■ **Supplied material**:
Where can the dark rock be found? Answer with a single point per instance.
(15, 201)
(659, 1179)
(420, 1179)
* * *
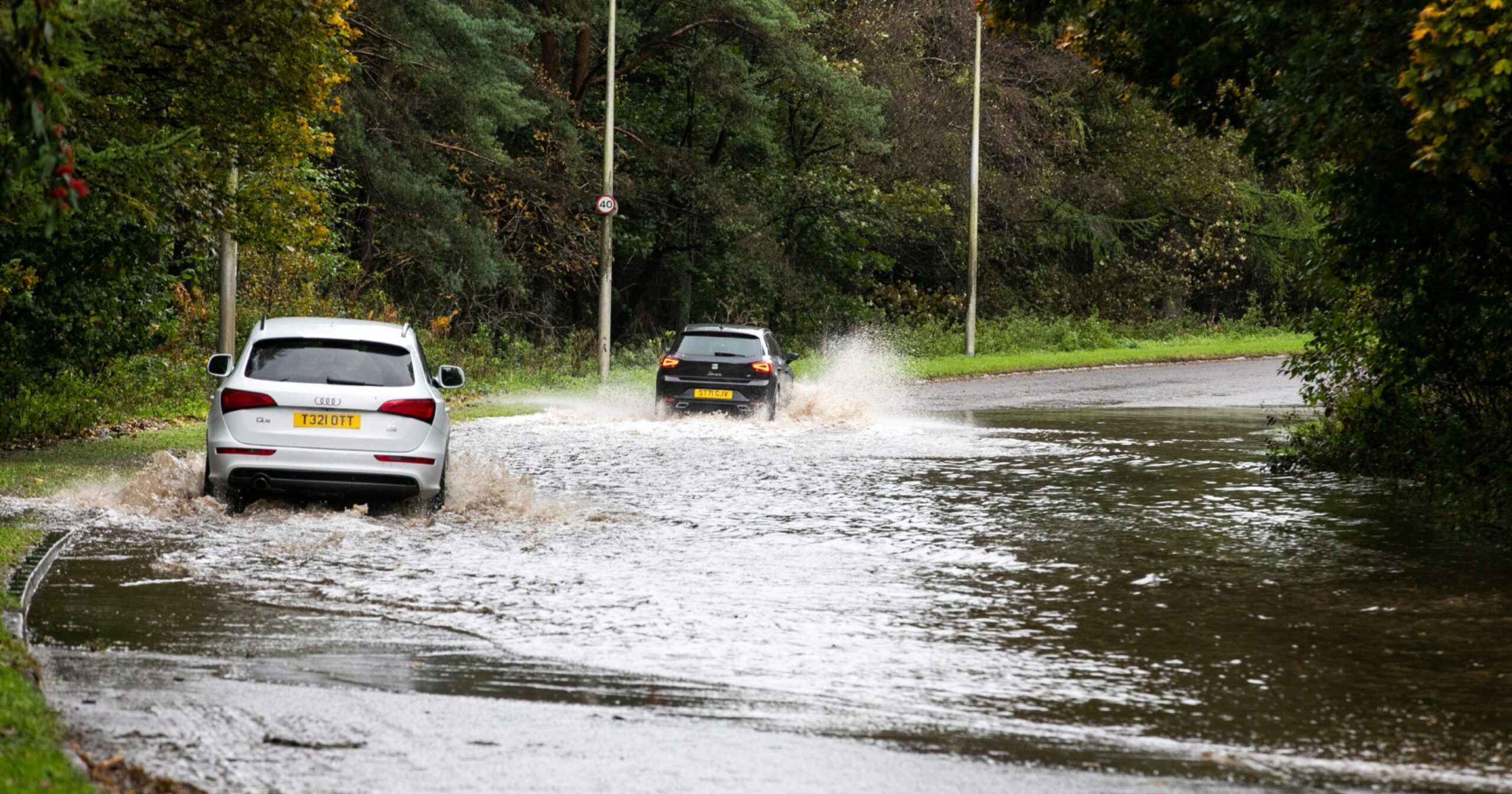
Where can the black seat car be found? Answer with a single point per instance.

■ **Problem description**: Please copy the lines from the one containing "Where can the dark" through the one containing "(420, 1179)", substituting "gray stone" for "dark rock" and changing nothing else.

■ **Response**:
Where can the gray stone be found? Answer with a single point per instance.
(15, 201)
(659, 1179)
(420, 1179)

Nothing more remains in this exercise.